■ **TO BE DONE**
Reproduce the records starting with the line with "Expected: one point per instance of the silver" and going on through the line with "Expected: one point per instance of the grassy", swapping "cloudy" for "overcast" and leaving everything else unchanged.
==== RECORDS SUPPLIED ====
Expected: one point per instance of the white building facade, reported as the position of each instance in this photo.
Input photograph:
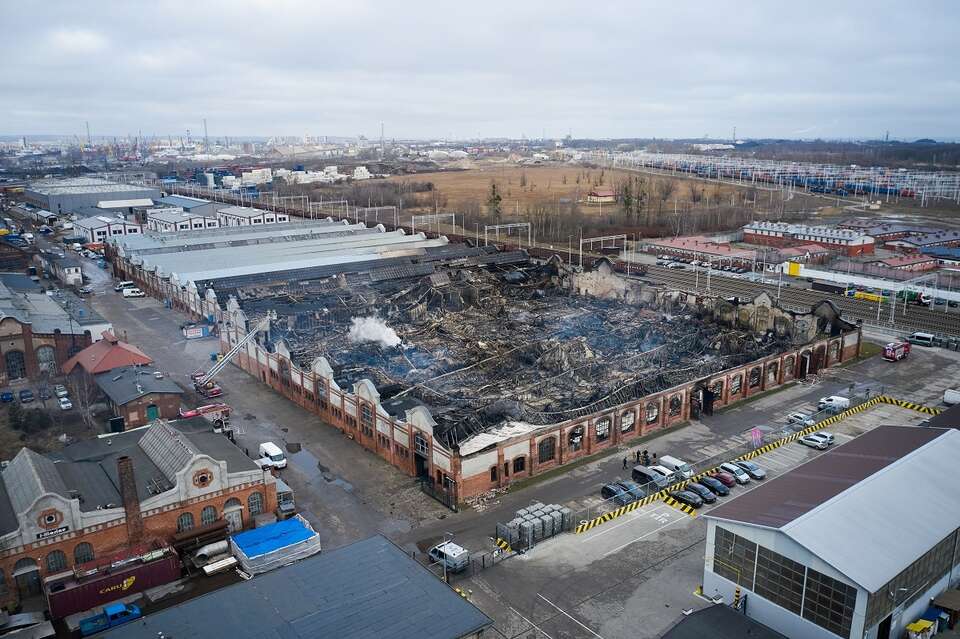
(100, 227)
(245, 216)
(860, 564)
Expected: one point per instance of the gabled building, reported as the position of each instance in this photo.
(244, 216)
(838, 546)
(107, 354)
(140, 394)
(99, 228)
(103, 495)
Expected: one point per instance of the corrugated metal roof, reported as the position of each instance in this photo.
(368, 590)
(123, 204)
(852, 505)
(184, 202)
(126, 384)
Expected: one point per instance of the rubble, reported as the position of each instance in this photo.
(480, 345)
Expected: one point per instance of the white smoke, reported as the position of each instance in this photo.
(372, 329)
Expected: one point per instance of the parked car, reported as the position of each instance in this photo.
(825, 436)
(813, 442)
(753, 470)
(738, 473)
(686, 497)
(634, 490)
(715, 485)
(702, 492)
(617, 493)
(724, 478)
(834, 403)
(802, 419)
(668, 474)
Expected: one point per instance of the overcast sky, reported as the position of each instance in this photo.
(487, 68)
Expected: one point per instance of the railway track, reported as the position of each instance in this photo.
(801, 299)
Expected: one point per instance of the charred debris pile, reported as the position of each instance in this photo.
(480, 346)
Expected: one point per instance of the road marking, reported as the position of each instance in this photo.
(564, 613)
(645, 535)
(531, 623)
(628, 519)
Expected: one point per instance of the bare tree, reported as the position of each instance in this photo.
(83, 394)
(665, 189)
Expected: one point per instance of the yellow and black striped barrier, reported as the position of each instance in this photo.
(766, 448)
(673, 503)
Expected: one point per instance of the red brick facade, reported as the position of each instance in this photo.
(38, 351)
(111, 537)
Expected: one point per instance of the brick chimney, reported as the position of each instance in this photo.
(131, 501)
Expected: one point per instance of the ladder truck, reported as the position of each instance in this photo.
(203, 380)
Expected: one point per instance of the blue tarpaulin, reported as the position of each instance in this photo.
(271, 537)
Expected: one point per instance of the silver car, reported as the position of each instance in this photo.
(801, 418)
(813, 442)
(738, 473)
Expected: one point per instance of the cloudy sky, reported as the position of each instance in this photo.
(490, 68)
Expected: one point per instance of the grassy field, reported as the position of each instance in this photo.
====
==== RECORDS SUPPLIED ====
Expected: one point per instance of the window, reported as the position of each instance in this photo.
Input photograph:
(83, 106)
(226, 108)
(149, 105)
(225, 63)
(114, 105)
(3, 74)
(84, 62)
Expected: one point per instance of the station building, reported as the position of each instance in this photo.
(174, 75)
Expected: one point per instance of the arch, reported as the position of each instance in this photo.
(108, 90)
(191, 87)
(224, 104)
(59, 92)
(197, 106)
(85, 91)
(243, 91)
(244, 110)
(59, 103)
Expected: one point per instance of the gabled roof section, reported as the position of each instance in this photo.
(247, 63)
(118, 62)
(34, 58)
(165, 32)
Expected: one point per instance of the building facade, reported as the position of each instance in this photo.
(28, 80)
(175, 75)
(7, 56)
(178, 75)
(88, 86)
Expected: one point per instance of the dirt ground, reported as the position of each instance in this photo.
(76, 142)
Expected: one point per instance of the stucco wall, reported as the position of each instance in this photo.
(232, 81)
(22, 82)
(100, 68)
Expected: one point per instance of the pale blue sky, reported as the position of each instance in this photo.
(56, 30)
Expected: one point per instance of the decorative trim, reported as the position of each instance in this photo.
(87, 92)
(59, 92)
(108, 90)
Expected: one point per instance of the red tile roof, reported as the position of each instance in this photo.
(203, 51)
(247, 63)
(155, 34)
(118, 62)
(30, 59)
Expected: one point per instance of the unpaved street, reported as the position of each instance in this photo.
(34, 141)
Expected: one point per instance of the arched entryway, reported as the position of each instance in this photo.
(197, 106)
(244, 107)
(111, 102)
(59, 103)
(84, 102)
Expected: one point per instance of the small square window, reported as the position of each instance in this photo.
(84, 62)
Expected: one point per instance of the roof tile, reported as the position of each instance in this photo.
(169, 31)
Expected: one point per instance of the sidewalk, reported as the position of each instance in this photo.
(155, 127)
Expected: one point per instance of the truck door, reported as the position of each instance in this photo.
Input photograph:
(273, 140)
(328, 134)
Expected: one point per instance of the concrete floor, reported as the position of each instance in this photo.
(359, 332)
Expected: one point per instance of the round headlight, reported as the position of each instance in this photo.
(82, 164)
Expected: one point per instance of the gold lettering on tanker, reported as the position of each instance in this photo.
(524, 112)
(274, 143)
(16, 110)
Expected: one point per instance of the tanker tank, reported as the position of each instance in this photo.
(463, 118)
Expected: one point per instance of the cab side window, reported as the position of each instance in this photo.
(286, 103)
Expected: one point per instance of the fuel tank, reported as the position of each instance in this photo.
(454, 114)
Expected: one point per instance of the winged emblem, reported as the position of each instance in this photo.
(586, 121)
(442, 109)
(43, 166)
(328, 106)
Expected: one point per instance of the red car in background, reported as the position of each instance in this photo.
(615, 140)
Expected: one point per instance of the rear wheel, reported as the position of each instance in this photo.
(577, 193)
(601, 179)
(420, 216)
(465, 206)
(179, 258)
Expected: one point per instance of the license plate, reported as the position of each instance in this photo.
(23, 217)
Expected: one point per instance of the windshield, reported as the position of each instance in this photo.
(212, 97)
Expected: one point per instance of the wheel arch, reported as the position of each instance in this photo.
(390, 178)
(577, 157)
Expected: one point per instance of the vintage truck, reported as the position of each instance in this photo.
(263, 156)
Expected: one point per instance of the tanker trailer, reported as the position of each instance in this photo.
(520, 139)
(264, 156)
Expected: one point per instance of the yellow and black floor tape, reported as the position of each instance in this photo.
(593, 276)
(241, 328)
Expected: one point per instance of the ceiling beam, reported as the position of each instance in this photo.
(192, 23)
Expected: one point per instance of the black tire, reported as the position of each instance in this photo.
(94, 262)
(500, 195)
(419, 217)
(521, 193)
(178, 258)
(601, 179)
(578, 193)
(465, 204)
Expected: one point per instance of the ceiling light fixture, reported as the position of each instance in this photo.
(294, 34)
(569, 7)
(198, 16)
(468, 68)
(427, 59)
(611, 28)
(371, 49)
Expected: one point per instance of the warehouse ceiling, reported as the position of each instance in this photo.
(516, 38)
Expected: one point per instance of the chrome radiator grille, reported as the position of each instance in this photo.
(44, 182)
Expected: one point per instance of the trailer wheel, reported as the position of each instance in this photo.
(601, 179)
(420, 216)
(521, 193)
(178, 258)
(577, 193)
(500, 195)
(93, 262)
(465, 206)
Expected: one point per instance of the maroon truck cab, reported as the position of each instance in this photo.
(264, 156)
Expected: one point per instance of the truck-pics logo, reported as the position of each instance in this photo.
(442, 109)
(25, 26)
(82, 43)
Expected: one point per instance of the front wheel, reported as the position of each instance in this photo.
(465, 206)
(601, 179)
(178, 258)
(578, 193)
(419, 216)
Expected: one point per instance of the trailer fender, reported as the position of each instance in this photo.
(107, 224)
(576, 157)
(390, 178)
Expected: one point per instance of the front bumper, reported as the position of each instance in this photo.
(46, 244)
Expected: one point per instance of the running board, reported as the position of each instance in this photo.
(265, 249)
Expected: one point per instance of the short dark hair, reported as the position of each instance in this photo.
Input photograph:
====
■ **WRITTEN RESPONSE**
Expected: one point per instance of the silver car, reported as the position of each instance in this photo.
(801, 418)
(813, 442)
(738, 473)
Expected: one point per instance of the overcast sky, reported as the position of each instance in this photo.
(490, 68)
Expected: one point per instance of the grassy field, reported as the position of each instance in this photo.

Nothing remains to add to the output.